» **SUPPLIED PASSAGE**
....
Now that I am looking at d0_bbgen.c, it does look very simple...I will give a try at making my own. Thanks again.
-Charles
Would it be possible, when the status of something goes Red, to have the code printed somewhere on the status page, so that one could use the "Acknowledge alert" option and copy/paste it in, rather than having to get the incident code from email/pager? If we wanted to be really spiffy the acknowledge alert could even have a dropdown/list of current alerts so you wouldn't even have to type it :)
-Charles
On Mon, 2005-01-24 at 17:07 -0700, Charles Jones wrote:
Would it be possible, when the status of something goes Red, to have the code printed somewhere on the status page, so that one could use the "Acknowledge alert" option and copy/paste it in, rather than having to get the incident code from email/pager? If we wanted to be really spiffy the acknowledge alert could even have a dropdown/list of current alerts so you wouldn't even have to type it :)
Then you wouldn't know that the person who was supposed to be notified really was... Making them copy it off a pager is a cheap "2-factor" authentication....
-- Daniel J McDonald, CCIE # 2495, CNX Austin Energy
dan.mcdonald at austinenergy.com
Daniel J McDonald wrote:
On Mon, 2005-01-24 at 17:07 -0700, Charles Jones wrote:
Would it be possible, when the status of something goes Red, to have the code printed somewhere on the status page, so that one could use the "Acknowledge alert" option and copy/paste it in, rather than having to get the incident code from email/pager? If we wanted to be really spiffy the acknowledge alert could even have a dropdown/list of current alerts so you wouldn't even have to type it :)
Then you wouldn't know that the person who was supposed to be notified really was... Making them copy it off a pager is a cheap "2-factor" authentication....
I see what you mean. In my case the alerts go to an email alias that includes both the alert pager and an email list. So it can be any one of a number of people who actually Ack the alert, and they always have to copy and paste it from the email subject. They use the explanation/cause field to indicate who acked ie. "Network cable came unplugged, plugged back in -cjones". I'm just trying to figure out a way to make the Acking process more efficient.
-Charles
In <1106611848.27890.333.camel at localhost.localdomain> Daniel J McDonald <dan.mcdonald at austinenergy.com> writes:
On Mon, 2005-01-24 at 17:07 -0700, Charles Jones wrote:
Would it be possible, when the status of something goes Red, to have the code printed somewhere on the status page, so that one could use the "Acknowledge alert" option and copy/paste it in, rather than having to get the incident code from email/pager? If we wanted to be really spiffy the acknowledge alert could even have a dropdown/list of current alerts so you wouldn't even have to type it :)
....
» **DIRECTIVE A**
In the mailing-list thread, what does Daniel J McDonald call making people copy the code off a pager?
The mailing-list thread above and the entries that come next are unrelated material.
....
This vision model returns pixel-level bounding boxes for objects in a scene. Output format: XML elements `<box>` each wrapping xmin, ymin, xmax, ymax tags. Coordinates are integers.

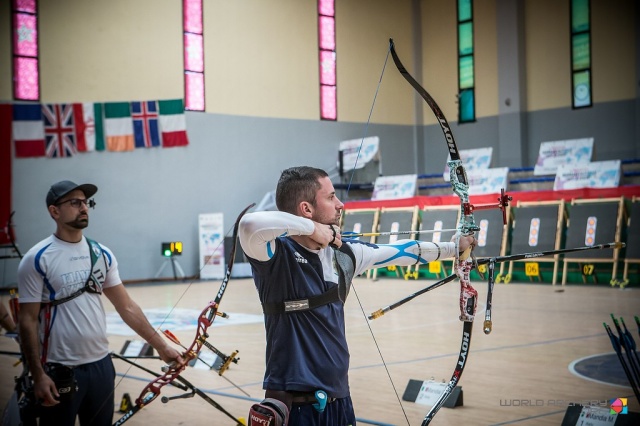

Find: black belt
<box><xmin>265</xmin><ymin>390</ymin><xmax>336</xmax><ymax>406</ymax></box>
<box><xmin>291</xmin><ymin>392</ymin><xmax>336</xmax><ymax>405</ymax></box>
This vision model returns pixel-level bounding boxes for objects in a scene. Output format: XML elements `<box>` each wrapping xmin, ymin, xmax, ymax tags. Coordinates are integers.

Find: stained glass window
<box><xmin>458</xmin><ymin>0</ymin><xmax>476</xmax><ymax>123</ymax></box>
<box><xmin>318</xmin><ymin>0</ymin><xmax>338</xmax><ymax>120</ymax></box>
<box><xmin>571</xmin><ymin>0</ymin><xmax>593</xmax><ymax>108</ymax></box>
<box><xmin>182</xmin><ymin>0</ymin><xmax>205</xmax><ymax>111</ymax></box>
<box><xmin>11</xmin><ymin>0</ymin><xmax>40</xmax><ymax>101</ymax></box>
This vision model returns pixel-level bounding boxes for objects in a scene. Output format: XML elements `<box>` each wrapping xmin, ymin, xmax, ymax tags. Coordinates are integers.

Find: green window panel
<box><xmin>458</xmin><ymin>22</ymin><xmax>473</xmax><ymax>56</ymax></box>
<box><xmin>458</xmin><ymin>89</ymin><xmax>476</xmax><ymax>122</ymax></box>
<box><xmin>458</xmin><ymin>0</ymin><xmax>473</xmax><ymax>22</ymax></box>
<box><xmin>571</xmin><ymin>33</ymin><xmax>591</xmax><ymax>71</ymax></box>
<box><xmin>458</xmin><ymin>56</ymin><xmax>475</xmax><ymax>89</ymax></box>
<box><xmin>571</xmin><ymin>0</ymin><xmax>591</xmax><ymax>34</ymax></box>
<box><xmin>573</xmin><ymin>70</ymin><xmax>592</xmax><ymax>108</ymax></box>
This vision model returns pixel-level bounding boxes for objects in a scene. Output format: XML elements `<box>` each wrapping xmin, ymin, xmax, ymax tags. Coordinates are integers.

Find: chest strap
<box><xmin>262</xmin><ymin>244</ymin><xmax>356</xmax><ymax>315</ymax></box>
<box><xmin>48</xmin><ymin>237</ymin><xmax>107</xmax><ymax>306</ymax></box>
<box><xmin>262</xmin><ymin>285</ymin><xmax>340</xmax><ymax>315</ymax></box>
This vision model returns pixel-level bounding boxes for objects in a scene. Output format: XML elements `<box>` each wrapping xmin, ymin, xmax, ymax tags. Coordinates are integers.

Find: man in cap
<box><xmin>18</xmin><ymin>180</ymin><xmax>184</xmax><ymax>426</ymax></box>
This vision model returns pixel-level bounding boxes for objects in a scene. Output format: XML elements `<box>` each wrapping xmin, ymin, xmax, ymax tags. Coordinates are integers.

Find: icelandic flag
<box><xmin>42</xmin><ymin>104</ymin><xmax>78</xmax><ymax>158</ymax></box>
<box><xmin>131</xmin><ymin>101</ymin><xmax>161</xmax><ymax>148</ymax></box>
<box><xmin>13</xmin><ymin>104</ymin><xmax>44</xmax><ymax>158</ymax></box>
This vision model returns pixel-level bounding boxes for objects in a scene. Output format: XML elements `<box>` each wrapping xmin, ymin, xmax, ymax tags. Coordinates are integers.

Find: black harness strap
<box><xmin>48</xmin><ymin>237</ymin><xmax>107</xmax><ymax>306</ymax></box>
<box><xmin>262</xmin><ymin>244</ymin><xmax>356</xmax><ymax>315</ymax></box>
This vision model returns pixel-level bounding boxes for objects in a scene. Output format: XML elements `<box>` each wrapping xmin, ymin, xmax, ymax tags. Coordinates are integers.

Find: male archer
<box><xmin>239</xmin><ymin>166</ymin><xmax>474</xmax><ymax>426</ymax></box>
<box><xmin>18</xmin><ymin>180</ymin><xmax>184</xmax><ymax>426</ymax></box>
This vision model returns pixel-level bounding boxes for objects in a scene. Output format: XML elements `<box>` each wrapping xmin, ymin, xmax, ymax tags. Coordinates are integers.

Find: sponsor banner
<box><xmin>371</xmin><ymin>175</ymin><xmax>418</xmax><ymax>200</ymax></box>
<box><xmin>553</xmin><ymin>160</ymin><xmax>621</xmax><ymax>191</ymax></box>
<box><xmin>533</xmin><ymin>138</ymin><xmax>593</xmax><ymax>176</ymax></box>
<box><xmin>198</xmin><ymin>213</ymin><xmax>226</xmax><ymax>280</ymax></box>
<box><xmin>339</xmin><ymin>136</ymin><xmax>380</xmax><ymax>172</ymax></box>
<box><xmin>467</xmin><ymin>167</ymin><xmax>509</xmax><ymax>195</ymax></box>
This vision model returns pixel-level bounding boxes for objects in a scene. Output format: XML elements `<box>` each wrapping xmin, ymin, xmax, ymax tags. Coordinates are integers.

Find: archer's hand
<box><xmin>33</xmin><ymin>372</ymin><xmax>60</xmax><ymax>407</ymax></box>
<box><xmin>158</xmin><ymin>345</ymin><xmax>187</xmax><ymax>366</ymax></box>
<box><xmin>309</xmin><ymin>222</ymin><xmax>342</xmax><ymax>249</ymax></box>
<box><xmin>451</xmin><ymin>235</ymin><xmax>477</xmax><ymax>253</ymax></box>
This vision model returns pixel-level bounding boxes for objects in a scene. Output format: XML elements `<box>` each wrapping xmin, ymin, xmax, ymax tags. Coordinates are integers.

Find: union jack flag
<box><xmin>131</xmin><ymin>101</ymin><xmax>161</xmax><ymax>148</ymax></box>
<box><xmin>42</xmin><ymin>104</ymin><xmax>78</xmax><ymax>158</ymax></box>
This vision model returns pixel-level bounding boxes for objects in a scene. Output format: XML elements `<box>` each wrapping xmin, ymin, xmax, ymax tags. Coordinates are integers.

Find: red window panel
<box><xmin>318</xmin><ymin>0</ymin><xmax>338</xmax><ymax>120</ymax></box>
<box><xmin>13</xmin><ymin>0</ymin><xmax>37</xmax><ymax>13</ymax></box>
<box><xmin>11</xmin><ymin>0</ymin><xmax>40</xmax><ymax>101</ymax></box>
<box><xmin>182</xmin><ymin>0</ymin><xmax>205</xmax><ymax>111</ymax></box>
<box><xmin>183</xmin><ymin>0</ymin><xmax>202</xmax><ymax>34</ymax></box>
<box><xmin>13</xmin><ymin>57</ymin><xmax>40</xmax><ymax>101</ymax></box>
<box><xmin>320</xmin><ymin>50</ymin><xmax>336</xmax><ymax>86</ymax></box>
<box><xmin>184</xmin><ymin>33</ymin><xmax>204</xmax><ymax>72</ymax></box>
<box><xmin>13</xmin><ymin>13</ymin><xmax>38</xmax><ymax>57</ymax></box>
<box><xmin>319</xmin><ymin>16</ymin><xmax>336</xmax><ymax>50</ymax></box>
<box><xmin>320</xmin><ymin>86</ymin><xmax>338</xmax><ymax>120</ymax></box>
<box><xmin>184</xmin><ymin>71</ymin><xmax>204</xmax><ymax>111</ymax></box>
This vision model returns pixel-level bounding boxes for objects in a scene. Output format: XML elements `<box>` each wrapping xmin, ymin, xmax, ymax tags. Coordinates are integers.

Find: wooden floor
<box><xmin>0</xmin><ymin>278</ymin><xmax>640</xmax><ymax>426</ymax></box>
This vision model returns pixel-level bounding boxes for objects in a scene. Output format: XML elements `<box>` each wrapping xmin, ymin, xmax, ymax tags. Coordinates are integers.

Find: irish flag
<box><xmin>104</xmin><ymin>102</ymin><xmax>133</xmax><ymax>151</ymax></box>
<box><xmin>158</xmin><ymin>99</ymin><xmax>189</xmax><ymax>148</ymax></box>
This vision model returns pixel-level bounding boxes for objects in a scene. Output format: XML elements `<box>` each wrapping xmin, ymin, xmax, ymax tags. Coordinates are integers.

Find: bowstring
<box><xmin>345</xmin><ymin>45</ymin><xmax>410</xmax><ymax>425</ymax></box>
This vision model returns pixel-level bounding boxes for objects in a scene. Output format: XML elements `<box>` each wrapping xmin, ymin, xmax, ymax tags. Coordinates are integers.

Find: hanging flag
<box><xmin>131</xmin><ymin>101</ymin><xmax>160</xmax><ymax>148</ymax></box>
<box><xmin>158</xmin><ymin>99</ymin><xmax>189</xmax><ymax>148</ymax></box>
<box><xmin>104</xmin><ymin>102</ymin><xmax>133</xmax><ymax>151</ymax></box>
<box><xmin>13</xmin><ymin>104</ymin><xmax>45</xmax><ymax>158</ymax></box>
<box><xmin>93</xmin><ymin>104</ymin><xmax>105</xmax><ymax>151</ymax></box>
<box><xmin>42</xmin><ymin>104</ymin><xmax>78</xmax><ymax>158</ymax></box>
<box><xmin>73</xmin><ymin>102</ymin><xmax>104</xmax><ymax>152</ymax></box>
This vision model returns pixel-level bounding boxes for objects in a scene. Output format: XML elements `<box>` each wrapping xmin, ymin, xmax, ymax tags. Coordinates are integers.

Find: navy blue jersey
<box><xmin>249</xmin><ymin>237</ymin><xmax>349</xmax><ymax>398</ymax></box>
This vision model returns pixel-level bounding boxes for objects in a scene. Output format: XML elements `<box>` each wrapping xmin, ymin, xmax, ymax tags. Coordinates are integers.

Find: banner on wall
<box><xmin>198</xmin><ymin>213</ymin><xmax>225</xmax><ymax>280</ymax></box>
<box><xmin>442</xmin><ymin>147</ymin><xmax>493</xmax><ymax>182</ymax></box>
<box><xmin>533</xmin><ymin>138</ymin><xmax>593</xmax><ymax>176</ymax></box>
<box><xmin>339</xmin><ymin>136</ymin><xmax>380</xmax><ymax>172</ymax></box>
<box><xmin>371</xmin><ymin>175</ymin><xmax>418</xmax><ymax>200</ymax></box>
<box><xmin>553</xmin><ymin>160</ymin><xmax>621</xmax><ymax>191</ymax></box>
<box><xmin>467</xmin><ymin>167</ymin><xmax>509</xmax><ymax>195</ymax></box>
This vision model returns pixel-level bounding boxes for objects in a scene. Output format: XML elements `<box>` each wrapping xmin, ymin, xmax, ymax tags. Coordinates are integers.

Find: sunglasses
<box><xmin>56</xmin><ymin>198</ymin><xmax>96</xmax><ymax>209</ymax></box>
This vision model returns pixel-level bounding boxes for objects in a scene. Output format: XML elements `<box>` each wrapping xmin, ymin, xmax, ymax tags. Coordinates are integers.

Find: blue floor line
<box><xmin>116</xmin><ymin>373</ymin><xmax>396</xmax><ymax>426</ymax></box>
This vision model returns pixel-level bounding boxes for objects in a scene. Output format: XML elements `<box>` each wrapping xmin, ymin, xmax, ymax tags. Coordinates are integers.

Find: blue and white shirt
<box><xmin>18</xmin><ymin>235</ymin><xmax>122</xmax><ymax>366</ymax></box>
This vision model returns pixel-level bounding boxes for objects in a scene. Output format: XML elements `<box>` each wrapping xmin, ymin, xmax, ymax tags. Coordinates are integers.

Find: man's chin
<box><xmin>71</xmin><ymin>219</ymin><xmax>89</xmax><ymax>229</ymax></box>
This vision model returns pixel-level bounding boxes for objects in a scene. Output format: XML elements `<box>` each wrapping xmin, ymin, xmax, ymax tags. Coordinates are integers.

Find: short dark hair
<box><xmin>276</xmin><ymin>166</ymin><xmax>329</xmax><ymax>214</ymax></box>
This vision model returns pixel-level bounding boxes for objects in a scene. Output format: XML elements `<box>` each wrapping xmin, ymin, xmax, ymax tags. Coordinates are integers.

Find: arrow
<box><xmin>162</xmin><ymin>330</ymin><xmax>251</xmax><ymax>397</ymax></box>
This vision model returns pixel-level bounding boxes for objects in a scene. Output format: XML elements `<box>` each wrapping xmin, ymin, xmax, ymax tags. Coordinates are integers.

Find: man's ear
<box><xmin>298</xmin><ymin>201</ymin><xmax>313</xmax><ymax>219</ymax></box>
<box><xmin>47</xmin><ymin>205</ymin><xmax>60</xmax><ymax>219</ymax></box>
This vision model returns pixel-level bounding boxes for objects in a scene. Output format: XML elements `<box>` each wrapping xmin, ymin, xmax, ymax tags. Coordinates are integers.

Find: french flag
....
» **DIRECTIVE B**
Locate every line in the entries that contains the word "window", and copy each of those lines.

» **WRITTEN SOLUTION A**
A cheap "2-factor" authentication.

» **WRITTEN SOLUTION B**
Find: stained glass window
Find: green window panel
Find: red window panel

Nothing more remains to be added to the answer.